**AVAILABLE RECORDS:**
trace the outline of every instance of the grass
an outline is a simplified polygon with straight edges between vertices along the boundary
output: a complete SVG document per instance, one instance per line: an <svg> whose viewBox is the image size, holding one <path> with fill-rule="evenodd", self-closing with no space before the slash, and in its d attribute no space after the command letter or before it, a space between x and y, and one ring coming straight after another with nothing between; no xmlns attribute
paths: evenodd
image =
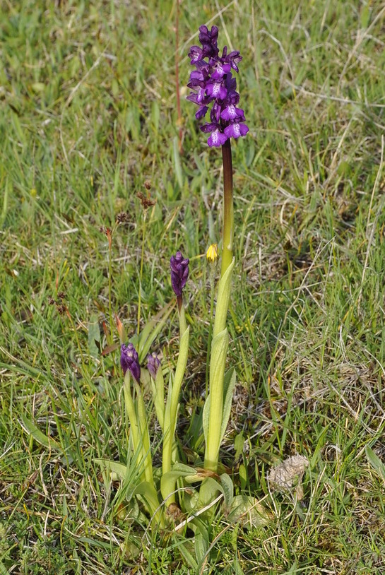
<svg viewBox="0 0 385 575"><path fill-rule="evenodd" d="M220 237L222 180L183 85L210 22L244 56L251 128L233 151L237 386L223 461L272 520L218 520L202 571L383 573L381 3L182 3L180 156L174 3L0 6L0 572L193 572L95 459L127 453L117 352L100 354L118 341L114 314L131 336L139 293L141 325L170 301L179 247L194 326L179 436L194 447L210 306L200 256ZM156 204L145 222L146 182ZM297 503L266 479L295 453L310 462Z"/></svg>

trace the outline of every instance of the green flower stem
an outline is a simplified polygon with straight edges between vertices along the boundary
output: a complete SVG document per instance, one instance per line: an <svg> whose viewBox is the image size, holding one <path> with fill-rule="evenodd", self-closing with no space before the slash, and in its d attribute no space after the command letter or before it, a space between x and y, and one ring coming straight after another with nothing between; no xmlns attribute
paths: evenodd
<svg viewBox="0 0 385 575"><path fill-rule="evenodd" d="M183 309L183 307L182 309ZM184 314L184 310L183 310L182 313ZM180 315L182 315L182 314ZM185 325L186 319L185 318L181 319L180 315L179 321L181 322L182 331L182 322L184 321ZM179 344L179 355L177 363L175 375L174 378L172 378L171 374L170 376L168 395L165 412L165 427L163 429L163 451L162 458L162 473L163 475L171 470L172 464L172 454L174 451L179 393L189 355L189 333L190 328L188 327L186 328L183 333L182 333ZM172 487L172 486L167 484L167 487L162 490L162 497L166 501L167 506L175 501L174 494L171 494L174 490L174 487L173 488Z"/></svg>
<svg viewBox="0 0 385 575"><path fill-rule="evenodd" d="M152 380L152 378L151 378ZM155 382L153 384L154 389L154 405L156 417L162 432L165 431L165 379L160 366L156 373Z"/></svg>
<svg viewBox="0 0 385 575"><path fill-rule="evenodd" d="M144 461L144 475L146 480L154 485L154 478L153 476L153 462L151 460L151 451L150 450L150 434L148 433L148 425L147 425L147 415L146 413L146 407L143 398L141 388L138 384L135 384L135 389L136 390L136 405L138 406L138 417L139 429L141 432L141 449L143 453L143 458Z"/></svg>
<svg viewBox="0 0 385 575"><path fill-rule="evenodd" d="M208 405L208 425L205 432L205 469L216 471L219 458L222 422L223 420L223 381L229 336L226 329L226 319L231 292L231 278L235 260L231 261L225 274L219 280L217 307L214 319L214 329L210 360L210 389L207 401ZM203 419L205 413L203 413Z"/></svg>
<svg viewBox="0 0 385 575"><path fill-rule="evenodd" d="M210 263L210 325L208 326L208 336L207 339L207 356L206 361L206 396L208 396L208 379L210 366L210 352L211 350L211 340L213 339L213 316L214 314L214 265Z"/></svg>
<svg viewBox="0 0 385 575"><path fill-rule="evenodd" d="M230 138L222 146L222 161L223 163L223 246L221 275L223 276L232 260L234 238L232 160Z"/></svg>
<svg viewBox="0 0 385 575"><path fill-rule="evenodd" d="M124 384L123 386L124 392L124 403L126 404L126 411L129 417L130 422L130 432L132 441L132 449L135 455L138 457L137 464L140 468L143 461L141 450L139 451L140 439L139 439L139 426L138 425L138 418L136 417L136 410L135 409L135 403L132 398L131 393L131 373L129 369L126 372L124 376Z"/></svg>
<svg viewBox="0 0 385 575"><path fill-rule="evenodd" d="M210 411L205 449L205 469L216 472L223 419L223 380L229 334L224 329L213 339L210 362Z"/></svg>

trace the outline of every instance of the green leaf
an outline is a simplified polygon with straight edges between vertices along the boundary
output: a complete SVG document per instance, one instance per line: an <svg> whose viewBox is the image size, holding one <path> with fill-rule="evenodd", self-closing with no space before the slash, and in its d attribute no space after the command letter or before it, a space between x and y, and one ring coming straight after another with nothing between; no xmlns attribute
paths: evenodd
<svg viewBox="0 0 385 575"><path fill-rule="evenodd" d="M212 397L214 397L214 409L215 410L215 417L214 419L215 421L215 434L217 437L215 443L215 445L218 444L218 447L219 447L220 444L220 432L222 429L224 403L223 391L225 389L223 372L225 370L228 345L229 335L227 329L224 329L213 338L211 344L211 359L210 361L210 393L205 401L203 413L203 427L206 445L206 454L210 439L208 432ZM222 388L221 390L218 388L218 386L220 386ZM222 397L218 396L218 393L220 393L220 391L222 392ZM214 417L214 415L213 415L213 417ZM212 433L212 432L213 430L211 429L210 432ZM218 439L219 443L218 441ZM211 441L212 442L213 439L213 438L211 437ZM216 447L215 447L215 449L216 449Z"/></svg>
<svg viewBox="0 0 385 575"><path fill-rule="evenodd" d="M227 423L229 422L232 404L232 395L235 387L236 374L234 367L232 367L225 375L223 381L223 415L222 416L222 427L220 429L220 444L225 435Z"/></svg>
<svg viewBox="0 0 385 575"><path fill-rule="evenodd" d="M204 478L199 475L194 467L176 463L172 466L171 471L167 471L162 475L160 479L162 493L171 494L175 489L175 483L178 479L184 479L187 483L193 483L195 481L201 481Z"/></svg>
<svg viewBox="0 0 385 575"><path fill-rule="evenodd" d="M369 464L377 473L379 473L382 479L385 481L385 465L384 463L368 445L365 446L365 454Z"/></svg>
<svg viewBox="0 0 385 575"><path fill-rule="evenodd" d="M234 449L235 449L235 455L234 458L235 461L239 459L241 455L243 454L244 444L244 437L242 432L240 432L240 433L237 434L235 439L234 439Z"/></svg>
<svg viewBox="0 0 385 575"><path fill-rule="evenodd" d="M251 529L267 525L271 520L271 514L255 497L235 495L227 518L232 523L239 522L244 527Z"/></svg>
<svg viewBox="0 0 385 575"><path fill-rule="evenodd" d="M36 427L30 420L25 415L21 415L21 421L20 424L23 429L27 432L30 435L32 435L34 439L37 443L42 445L47 449L54 451L59 451L61 454L66 454L66 451L52 437L45 435L40 429Z"/></svg>
<svg viewBox="0 0 385 575"><path fill-rule="evenodd" d="M227 475L227 473L222 473L220 475L220 485L224 497L223 504L226 512L230 512L234 499L234 485L230 475Z"/></svg>
<svg viewBox="0 0 385 575"><path fill-rule="evenodd" d="M111 473L112 479L125 479L129 475L127 466L119 463L117 461L111 461L109 459L94 459L95 463L100 466Z"/></svg>
<svg viewBox="0 0 385 575"><path fill-rule="evenodd" d="M186 543L182 543L180 545L178 545L178 549L180 551L181 555L182 555L183 558L186 561L186 563L194 569L194 571L196 573L198 571L198 563L196 561L194 557L192 555L192 552L190 552L188 547L191 547L189 545L189 542L186 542ZM191 549L191 552L192 552Z"/></svg>
<svg viewBox="0 0 385 575"><path fill-rule="evenodd" d="M206 557L206 555L210 547L210 541L208 538L205 537L204 534L199 529L195 533L195 554L196 559L200 564L201 564Z"/></svg>
<svg viewBox="0 0 385 575"><path fill-rule="evenodd" d="M88 350L90 354L93 357L97 357L99 356L99 347L97 343L100 343L100 330L99 328L99 321L97 321L97 316L93 314L90 319L88 324Z"/></svg>
<svg viewBox="0 0 385 575"><path fill-rule="evenodd" d="M180 155L179 150L178 136L175 136L172 141L172 148L174 152L174 166L175 167L175 175L181 190L183 189L183 174L180 163Z"/></svg>

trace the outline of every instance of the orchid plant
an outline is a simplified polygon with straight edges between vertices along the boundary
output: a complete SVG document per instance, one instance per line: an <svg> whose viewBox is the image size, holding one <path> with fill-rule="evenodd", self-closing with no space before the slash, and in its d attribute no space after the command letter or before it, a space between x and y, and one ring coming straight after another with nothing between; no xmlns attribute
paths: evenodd
<svg viewBox="0 0 385 575"><path fill-rule="evenodd" d="M229 335L226 327L231 292L233 257L234 216L231 140L245 136L249 128L244 111L238 107L239 95L234 72L242 57L237 51L228 52L225 47L220 56L218 47L218 29L205 26L199 28L201 46L193 46L189 56L195 69L188 83L191 93L187 100L199 106L197 119L205 118L210 111L210 121L201 129L209 134L207 143L211 147L221 147L223 162L223 230L221 276L216 290L216 305L212 335L208 350L208 394L203 410L203 432L205 452L203 466L189 467L181 463L176 441L179 396L187 364L190 327L187 326L183 290L189 277L189 260L180 251L170 259L171 285L177 297L180 339L178 359L174 371L162 368L155 353L147 357L146 369L141 367L139 356L132 343L121 348L121 365L124 374L124 392L126 409L130 425L130 441L135 454L138 481L131 495L137 495L144 503L152 518L161 528L170 517L179 517L182 512L197 525L197 516L202 509L211 508L223 496L227 511L235 497L231 479L221 473L219 454L221 441L229 420L235 372L231 368L225 373ZM218 258L218 247L211 246L207 259L213 266ZM213 270L213 267L212 267ZM148 341L148 338L147 339ZM153 468L152 446L148 417L143 399L143 386L149 385L156 417L162 430L162 468ZM115 465L110 469L124 477L124 466ZM159 480L159 477L160 479ZM200 485L200 489L186 490L186 484ZM175 516L175 509L178 510ZM180 527L180 525L179 526Z"/></svg>

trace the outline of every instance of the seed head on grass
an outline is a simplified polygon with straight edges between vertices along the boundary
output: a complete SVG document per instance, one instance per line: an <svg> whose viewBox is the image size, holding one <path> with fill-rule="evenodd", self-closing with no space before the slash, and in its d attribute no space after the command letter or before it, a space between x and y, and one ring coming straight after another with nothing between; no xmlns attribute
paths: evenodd
<svg viewBox="0 0 385 575"><path fill-rule="evenodd" d="M249 128L243 109L237 107L239 95L237 92L237 81L232 78L232 69L238 71L237 64L242 56L237 50L227 54L225 46L222 56L219 56L218 47L218 29L213 26L209 30L207 26L199 28L199 42L202 47L192 46L189 57L191 64L196 68L190 74L188 88L193 90L187 100L194 102L199 109L195 117L203 118L213 105L210 112L211 121L201 126L201 130L211 134L207 143L209 146L219 147L229 138L245 136Z"/></svg>
<svg viewBox="0 0 385 575"><path fill-rule="evenodd" d="M127 369L129 369L134 379L139 383L141 379L139 357L132 343L130 343L127 345L122 343L120 348L120 364L124 374Z"/></svg>

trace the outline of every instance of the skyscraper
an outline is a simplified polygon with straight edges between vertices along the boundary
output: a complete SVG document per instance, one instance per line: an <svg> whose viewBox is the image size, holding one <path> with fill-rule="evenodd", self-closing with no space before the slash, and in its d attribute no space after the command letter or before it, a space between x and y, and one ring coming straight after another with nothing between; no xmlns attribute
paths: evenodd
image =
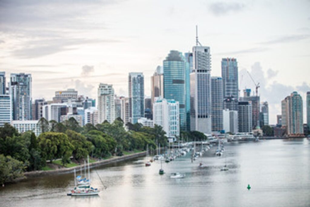
<svg viewBox="0 0 310 207"><path fill-rule="evenodd" d="M211 54L210 47L193 47L190 76L191 130L211 133Z"/></svg>
<svg viewBox="0 0 310 207"><path fill-rule="evenodd" d="M0 95L5 94L5 72L0 72Z"/></svg>
<svg viewBox="0 0 310 207"><path fill-rule="evenodd" d="M310 91L307 92L306 99L307 110L307 125L308 128L310 129Z"/></svg>
<svg viewBox="0 0 310 207"><path fill-rule="evenodd" d="M11 74L9 90L14 120L31 119L32 82L30 74Z"/></svg>
<svg viewBox="0 0 310 207"><path fill-rule="evenodd" d="M129 121L135 124L144 117L144 76L142 73L130 73L128 77Z"/></svg>
<svg viewBox="0 0 310 207"><path fill-rule="evenodd" d="M238 107L239 132L252 132L252 109L251 101L239 102Z"/></svg>
<svg viewBox="0 0 310 207"><path fill-rule="evenodd" d="M163 61L163 65L164 98L179 102L181 129L186 130L184 57L180 52L171 50Z"/></svg>
<svg viewBox="0 0 310 207"><path fill-rule="evenodd" d="M222 78L224 97L232 96L237 100L239 97L238 63L236 59L222 59Z"/></svg>
<svg viewBox="0 0 310 207"><path fill-rule="evenodd" d="M114 89L112 85L102 83L99 84L98 108L100 123L105 120L111 123L114 121Z"/></svg>
<svg viewBox="0 0 310 207"><path fill-rule="evenodd" d="M281 104L282 126L286 127L287 134L293 136L303 133L303 99L301 97L294 91L282 101Z"/></svg>
<svg viewBox="0 0 310 207"><path fill-rule="evenodd" d="M212 130L223 129L223 83L221 77L211 77Z"/></svg>

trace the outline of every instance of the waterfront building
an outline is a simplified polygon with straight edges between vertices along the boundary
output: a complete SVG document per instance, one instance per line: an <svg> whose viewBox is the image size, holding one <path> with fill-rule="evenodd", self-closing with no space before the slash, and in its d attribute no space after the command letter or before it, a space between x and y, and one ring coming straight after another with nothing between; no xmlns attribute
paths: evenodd
<svg viewBox="0 0 310 207"><path fill-rule="evenodd" d="M14 120L31 119L32 82L31 74L11 74L9 90Z"/></svg>
<svg viewBox="0 0 310 207"><path fill-rule="evenodd" d="M262 102L260 112L259 113L259 125L261 127L269 125L269 110L268 102Z"/></svg>
<svg viewBox="0 0 310 207"><path fill-rule="evenodd" d="M179 102L181 129L186 130L184 57L180 52L171 50L163 61L163 65L164 98Z"/></svg>
<svg viewBox="0 0 310 207"><path fill-rule="evenodd" d="M222 58L221 63L223 96L225 98L232 96L238 100L239 94L237 60L234 58Z"/></svg>
<svg viewBox="0 0 310 207"><path fill-rule="evenodd" d="M12 121L12 100L9 95L0 94L0 127Z"/></svg>
<svg viewBox="0 0 310 207"><path fill-rule="evenodd" d="M235 134L238 132L238 111L228 109L223 110L223 129L225 133Z"/></svg>
<svg viewBox="0 0 310 207"><path fill-rule="evenodd" d="M55 92L55 97L53 98L54 103L61 103L67 102L68 100L78 98L78 91L73 88L68 88L67 90Z"/></svg>
<svg viewBox="0 0 310 207"><path fill-rule="evenodd" d="M310 129L310 91L307 92L307 97L306 98L306 104L307 104L307 125L308 128Z"/></svg>
<svg viewBox="0 0 310 207"><path fill-rule="evenodd" d="M144 117L144 76L142 73L130 73L128 77L129 121L135 124Z"/></svg>
<svg viewBox="0 0 310 207"><path fill-rule="evenodd" d="M238 103L238 131L251 132L252 131L252 106L250 101Z"/></svg>
<svg viewBox="0 0 310 207"><path fill-rule="evenodd" d="M144 127L154 127L154 121L153 120L145 117L140 118L138 120L138 123L141 124L142 126Z"/></svg>
<svg viewBox="0 0 310 207"><path fill-rule="evenodd" d="M68 113L68 105L65 103L52 103L44 105L42 107L42 117L48 121L54 120L57 122L60 121L60 116L66 115Z"/></svg>
<svg viewBox="0 0 310 207"><path fill-rule="evenodd" d="M241 101L251 101L252 109L252 128L256 129L259 126L259 112L260 111L260 97L257 96L250 96L250 89L244 90L244 95L240 98Z"/></svg>
<svg viewBox="0 0 310 207"><path fill-rule="evenodd" d="M223 129L223 83L221 77L211 77L212 131Z"/></svg>
<svg viewBox="0 0 310 207"><path fill-rule="evenodd" d="M60 117L60 121L61 122L69 120L70 118L73 118L78 123L80 126L83 126L83 116L78 114L68 114L65 115L62 115Z"/></svg>
<svg viewBox="0 0 310 207"><path fill-rule="evenodd" d="M0 95L6 93L5 72L0 71Z"/></svg>
<svg viewBox="0 0 310 207"><path fill-rule="evenodd" d="M158 99L153 106L154 124L161 126L169 138L174 139L180 135L179 109L178 101Z"/></svg>
<svg viewBox="0 0 310 207"><path fill-rule="evenodd" d="M90 124L95 126L98 124L98 110L95 107L90 107L84 110L84 124Z"/></svg>
<svg viewBox="0 0 310 207"><path fill-rule="evenodd" d="M282 126L286 129L289 136L303 133L303 99L295 91L281 102ZM285 118L285 120L283 120Z"/></svg>
<svg viewBox="0 0 310 207"><path fill-rule="evenodd" d="M98 94L99 123L106 120L112 123L115 119L114 89L112 85L100 83Z"/></svg>
<svg viewBox="0 0 310 207"><path fill-rule="evenodd" d="M198 43L197 40L193 47L193 70L190 75L191 130L210 134L211 54L209 47L198 46Z"/></svg>
<svg viewBox="0 0 310 207"><path fill-rule="evenodd" d="M42 132L39 120L13 120L11 125L20 133L30 131L37 136Z"/></svg>

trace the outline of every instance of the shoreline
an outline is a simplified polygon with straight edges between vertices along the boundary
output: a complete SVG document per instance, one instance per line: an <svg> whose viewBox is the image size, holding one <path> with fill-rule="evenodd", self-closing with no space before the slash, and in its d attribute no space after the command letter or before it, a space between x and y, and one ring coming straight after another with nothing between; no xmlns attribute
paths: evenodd
<svg viewBox="0 0 310 207"><path fill-rule="evenodd" d="M144 151L141 152L134 153L131 155L123 155L122 156L117 157L113 157L111 158L97 161L95 162L89 164L90 168L105 165L107 165L112 163L115 163L119 162L124 161L133 159L137 157L140 157L145 156L146 155L146 151ZM86 164L87 166L87 164ZM13 182L15 182L27 179L30 178L36 178L51 175L56 175L61 174L70 173L73 171L75 169L80 169L81 167L84 168L84 164L81 164L77 166L75 166L70 168L64 168L55 170L37 170L28 172L25 172L24 173L24 177L20 178L18 178L15 180Z"/></svg>

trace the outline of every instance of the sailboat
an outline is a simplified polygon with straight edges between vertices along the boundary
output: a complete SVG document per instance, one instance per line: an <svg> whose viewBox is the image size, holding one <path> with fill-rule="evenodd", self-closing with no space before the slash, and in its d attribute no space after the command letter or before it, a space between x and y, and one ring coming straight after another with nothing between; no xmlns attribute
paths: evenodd
<svg viewBox="0 0 310 207"><path fill-rule="evenodd" d="M74 169L74 187L72 190L71 190L71 192L70 193L67 194L68 196L96 196L98 195L100 191L97 188L94 188L92 187L90 187L90 173L89 167L89 157L87 156L87 165L88 168L88 178L87 180L87 184L85 185L80 185L80 186L78 185L78 181L77 179L80 176L76 176L76 173L75 171L75 169ZM85 170L86 172L86 170ZM86 176L86 173L85 173ZM77 182L78 182L77 183ZM86 183L86 182L85 182ZM85 186L88 185L87 186Z"/></svg>

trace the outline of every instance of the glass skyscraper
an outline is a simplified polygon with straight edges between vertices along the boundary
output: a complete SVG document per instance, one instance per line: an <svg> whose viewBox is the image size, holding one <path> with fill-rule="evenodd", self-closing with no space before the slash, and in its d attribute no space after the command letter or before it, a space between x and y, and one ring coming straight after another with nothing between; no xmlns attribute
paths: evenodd
<svg viewBox="0 0 310 207"><path fill-rule="evenodd" d="M129 121L135 124L144 117L144 76L142 73L130 73L128 77Z"/></svg>
<svg viewBox="0 0 310 207"><path fill-rule="evenodd" d="M10 94L14 120L31 120L31 75L11 74Z"/></svg>
<svg viewBox="0 0 310 207"><path fill-rule="evenodd" d="M171 50L163 61L164 98L179 104L181 130L186 130L185 74L186 64L181 53Z"/></svg>

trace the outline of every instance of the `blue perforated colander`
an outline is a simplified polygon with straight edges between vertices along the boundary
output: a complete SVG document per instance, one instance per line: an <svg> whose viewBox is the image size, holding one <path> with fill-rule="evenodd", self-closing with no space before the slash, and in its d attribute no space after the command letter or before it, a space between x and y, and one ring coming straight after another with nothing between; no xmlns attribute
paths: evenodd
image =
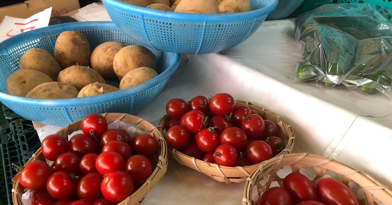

**THE TASK:**
Show each line of the material above that contains the string "green", copied in full, with case counting toward a match.

**REPLY TO THE EXERCISE:**
trace the outline of every instance of the green flower stem
trace the outline of every instance of the green leaf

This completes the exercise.